» **Document section**
# # #
How to determine which R&D costs are eligible for a claim
Included are staff costs and sub-contractor costs depending on the nature of the sub-contractor agreement and what they have contributed; consumable items, i.e. the cost of materials – but they must be used in a certain way so they are no longer fit for their original purpose, or have been consumed as part of a functioning prototype for the R&D purpose.
An allowance exists for utilities and for travel and sustenance expenses, provided they have been paid for by the employee and repaid by the business. Software programs can be included but not IT licensing, server and hosting costs which are all deemed to be day-to-day business requirements.
Once you have everything in order, you need to decide how to go about making your claim – and this is where randd come in.
How can randd help you with your R&D tax credits claim?
By working with you, we will produce a detailed technical report – this is the key document explaining which R&D activities were undertaken, the scientific or technical challenges the R&D helped to solve and how the activity meets the current legislation.
Payroll records for relevant employees should be provided to us in order to establish the associated costs and the tax paid towards the project.
There is also other information you can supply during our initial meeting which would reduce the need for follow-up conversations, saving you time which can be focused on your business.
- An in-depth technical review of the work carried out– If it was of a technical nature, you will need to involve the project lead or competent professional either by providing a written overview of the project or including them in the meeting
- A timeline of events relating to R&D – The month and year the R&D started, everything in between and the solution timeframe
- Confirm which personnel worked on the project– Regardless of whether they are internal employees or external sub-contractors, the time they spent on the project, and their associated salary costs, will need to be documented
- The challenges overcome– Confirm why the challenges faced could not be solved easily with an existing process or an ‘off the shelf’ system
- Other costs– The materials purchased/consumed, and did the project require any prototyping to provide a proof of concept?
What recent changes have been made to the R&D tax credits system?
If you have made a claim previously, or merely looked into the process, it is worth being aware of the changes that were introduced to the R&D tax credits scheme in 2023, which included adjustments to the rates of relief depending on the size or profitability of the business.
Also, it was mandated that first-time claimants now had to pre-notify HMRC if they intended to submit a claim – and to do so within six months of the relevant financial year-end. The notification must also state if an agent, such as randd, is being utilised to make the claim – although we have always disclosed our involvement to HMRC in any case.
And in the future, there will be geographical limitations incorporated into R&D tax credits claims.
That is one of two significant changes the government is due to implement to the process from April 2024, at which point any sub-contracted work that has been brought in to support R&D projects from anywhere outside of the UK is no longer accepted, which will impact companies that have technical capacity in places such as India or Bangladesh, for example.
Additionally, there will be changes regarding a reduction in how the claim itself can be calculated, to the extent of around a third on what the generosity of the claim is currently.
There are also some extensions to the IT costs criteria to include datasets and cloud computing, while R&D in pure mathematics will also qualify.
What else do I need to consider?
One thing to bear in mind, despite it being unpalatable, is that HMRC can potentially issue penalties of up to 25% for careless overclaims – an amount which, if imposed, could essentially wipe out your reimbursement.
Therefore, the expertise of a specialist such as randd is invaluable to avert any chance of that prospect or, at the very least, of your future claims being the subject of increased scrutiny.
It is also worth remembering that companies making claims after August 1st 2023 must provide a digital additional information form, supporting HMRC’s compliance work.
# # #
» **Dataset content**

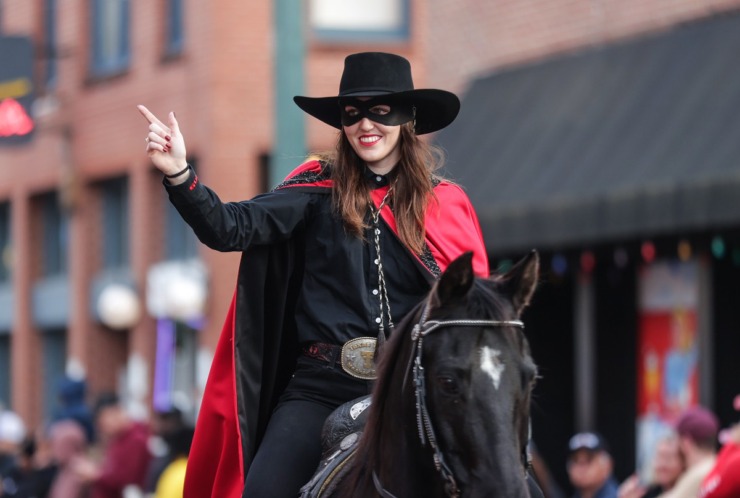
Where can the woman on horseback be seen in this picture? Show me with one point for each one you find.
(345, 246)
# # #
» **To do**
a: Please set down, word for word, the part of the R&D tax credits text that begins at the words "Additionally, there will" and stops after "of increased scrutiny.".
b: According to the R&D tax credits text, how soon must first-time claimants pre-notify HMRC of an intended claim?

» **Exercise solutions**
a:
Additionally, there will be changes regarding a reduction in how the claim itself can be calculated, to the extent of around a third on what the generosity of the claim is currently.
There are also some extensions to the IT costs criteria to include datasets and cloud computing, while R&D in pure mathematics will also qualify.
What else do I need to consider?
One thing to bear in mind, despite it being unpalatable, is that HMRC can potentially issue penalties of up to 25% for careless overclaims – an amount which, if imposed, could essentially wipe out your reimbursement.
Therefore, the expertise of a specialist such as randd is invaluable to avert any chance of that prospect or, at the very least, of your future claims being the subject of increased scrutiny.

b: Within six months of the relevant financial year-end.